_Given data_:

■ ■ ■ ■ ■ ■ ■

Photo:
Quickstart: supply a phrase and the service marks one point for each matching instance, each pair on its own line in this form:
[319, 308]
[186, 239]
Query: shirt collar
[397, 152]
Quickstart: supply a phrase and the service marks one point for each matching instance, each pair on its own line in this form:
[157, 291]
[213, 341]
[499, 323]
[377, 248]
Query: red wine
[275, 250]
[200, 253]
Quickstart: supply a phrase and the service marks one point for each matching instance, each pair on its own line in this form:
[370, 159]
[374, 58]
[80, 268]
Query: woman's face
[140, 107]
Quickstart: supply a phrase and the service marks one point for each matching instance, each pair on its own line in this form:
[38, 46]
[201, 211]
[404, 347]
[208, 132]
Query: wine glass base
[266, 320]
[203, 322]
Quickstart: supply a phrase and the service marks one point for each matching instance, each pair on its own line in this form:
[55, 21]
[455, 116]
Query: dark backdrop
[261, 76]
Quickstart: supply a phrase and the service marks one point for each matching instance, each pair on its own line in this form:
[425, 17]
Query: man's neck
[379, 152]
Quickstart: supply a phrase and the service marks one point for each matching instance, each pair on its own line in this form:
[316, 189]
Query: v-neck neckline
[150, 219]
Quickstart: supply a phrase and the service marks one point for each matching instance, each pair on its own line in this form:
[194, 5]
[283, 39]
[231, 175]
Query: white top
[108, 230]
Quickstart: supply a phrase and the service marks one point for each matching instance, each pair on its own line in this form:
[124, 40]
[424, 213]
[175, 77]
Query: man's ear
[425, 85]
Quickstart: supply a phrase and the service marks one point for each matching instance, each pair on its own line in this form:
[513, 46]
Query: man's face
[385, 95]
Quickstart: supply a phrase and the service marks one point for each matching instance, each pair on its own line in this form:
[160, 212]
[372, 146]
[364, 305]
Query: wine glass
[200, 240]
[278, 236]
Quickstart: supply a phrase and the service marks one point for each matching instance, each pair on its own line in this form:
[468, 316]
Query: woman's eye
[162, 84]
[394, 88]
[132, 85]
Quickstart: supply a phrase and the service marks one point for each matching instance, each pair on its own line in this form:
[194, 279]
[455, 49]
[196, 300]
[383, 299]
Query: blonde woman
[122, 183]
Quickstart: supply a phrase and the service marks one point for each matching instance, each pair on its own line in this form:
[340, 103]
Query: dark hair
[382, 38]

■ ■ ■ ■ ■ ■ ■

Print each entry above exactly as given.

_Answer to this exercise_:
Photo:
Quickstart: supply a phrase and the service marks one point for each matching instance, each pair on its own line in this form:
[319, 308]
[186, 239]
Query: shirt collar
[397, 152]
Quickstart: supply a phrase and the service marks one point for each matching instance, each pair on its own line in this form:
[157, 291]
[213, 341]
[499, 323]
[377, 248]
Query: red wine
[275, 250]
[200, 253]
Quickstart: supply a phrase and the service marks one point for each matching instance, each pair on its own line in this form:
[370, 159]
[374, 58]
[80, 268]
Query: woman's face
[140, 107]
Quickstart: supply a phrase and the service marks one point for each matching instance, each pair on its own line in this form:
[38, 46]
[201, 211]
[404, 347]
[208, 132]
Query: wine glass base
[266, 320]
[203, 322]
Quickstart: supply a phrase and the service marks one point for each matching instance, each pair on its own line in this form:
[55, 21]
[455, 116]
Query: dark backdrop
[261, 76]
Quickstart: supply a phrase and the service marks one point for each matching instance, each pair on its own line in this form:
[425, 17]
Query: man's neck
[379, 152]
Quickstart: supply a phrase and the service marks one point for each matching instance, each pair on its own line in this form:
[316, 189]
Query: v-neck neckline
[150, 219]
Quickstart: supply a phrase and the service marks one point for each matching instance, each pair on its own line in this form:
[194, 5]
[283, 39]
[231, 175]
Query: white top
[108, 230]
Quickstart: supply a phrase and the service marks one point for each matching instance, each pair on its own line in this form:
[124, 40]
[424, 213]
[175, 77]
Query: man's ear
[425, 85]
Quickstart: supply a phrase and the service marks one point for each matching instance, each pair on its own line in this form:
[513, 46]
Query: man's face
[385, 95]
Quickstart: supply a phrase and the service marks one point for each matching instance, each pair on its own line in this form:
[160, 212]
[372, 146]
[364, 305]
Query: wine glass
[200, 240]
[278, 236]
Quickstart: supply a phrase and the service marks one point for each matching instance, each pair on its own line in this form:
[468, 316]
Query: woman's eye
[162, 84]
[394, 88]
[132, 85]
Quickstart: supply a phrase and the service marks one point for each matching instance, each pair on its own line in this form:
[194, 279]
[455, 49]
[196, 300]
[383, 299]
Query: blonde woman
[122, 183]
Quickstart: supply a phrase and the service marks one point for each matching instance, each pair on its own line in this form:
[340, 103]
Query: dark hair
[382, 38]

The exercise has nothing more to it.